__Stated task__: Turn the lines below into a numbered list, omitting any blank lines and leaving the pictures out.

__Data lines__:
::::::
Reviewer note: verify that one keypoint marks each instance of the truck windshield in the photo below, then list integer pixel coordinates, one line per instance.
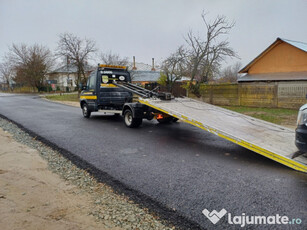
(109, 78)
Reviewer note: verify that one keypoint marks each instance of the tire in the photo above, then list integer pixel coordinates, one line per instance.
(130, 121)
(85, 111)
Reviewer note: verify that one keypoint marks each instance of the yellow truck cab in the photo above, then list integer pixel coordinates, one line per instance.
(100, 94)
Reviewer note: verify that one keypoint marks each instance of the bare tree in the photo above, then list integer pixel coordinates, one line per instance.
(110, 58)
(78, 51)
(7, 73)
(230, 74)
(30, 64)
(206, 54)
(173, 68)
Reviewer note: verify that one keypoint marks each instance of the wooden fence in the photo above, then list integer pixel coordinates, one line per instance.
(273, 95)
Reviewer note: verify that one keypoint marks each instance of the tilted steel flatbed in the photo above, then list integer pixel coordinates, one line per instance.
(270, 140)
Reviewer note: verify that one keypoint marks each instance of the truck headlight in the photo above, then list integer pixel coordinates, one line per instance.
::::::
__Solution for this exercise__:
1. Reviewer note: verify that one keypoint marks each instance of the truck windshield in the photo below, then list integer pixel coordinates, one line per instance.
2. (109, 78)
3. Reviewer note: verify that one keypoint marks each instance of the tire in the photo above, then list integer pixel coordinates, one line per instance.
4. (130, 121)
5. (85, 111)
6. Reviewer note: verify that one keypoint marks each instance of the yellow truck cab in the photo above, then list integer pixel coordinates, one line per instance.
7. (100, 94)
8. Reviewer note: verify that one keypoint marks each instance of the bare tree in the photo above, then list integer pixel coordinates, one line per instance.
9. (110, 58)
10. (78, 51)
11. (7, 73)
12. (230, 74)
13. (30, 64)
14. (206, 54)
15. (173, 68)
16. Reviewer note: verify that one keypoint marks each instance of the wooden fence in the photo above, then list integer pixel coordinates, one line per instance.
17. (273, 95)
18. Reviewer note: verify that one keypoint marks each instance of the tilted steel flatbed in the photo above, then list integer pixel coordinates, one line per instance.
19. (270, 140)
20. Reviewer note: verify that one keypoint marks each instance of the truck headlight in the photo above, then list integer pixel coordinates, one line per instance.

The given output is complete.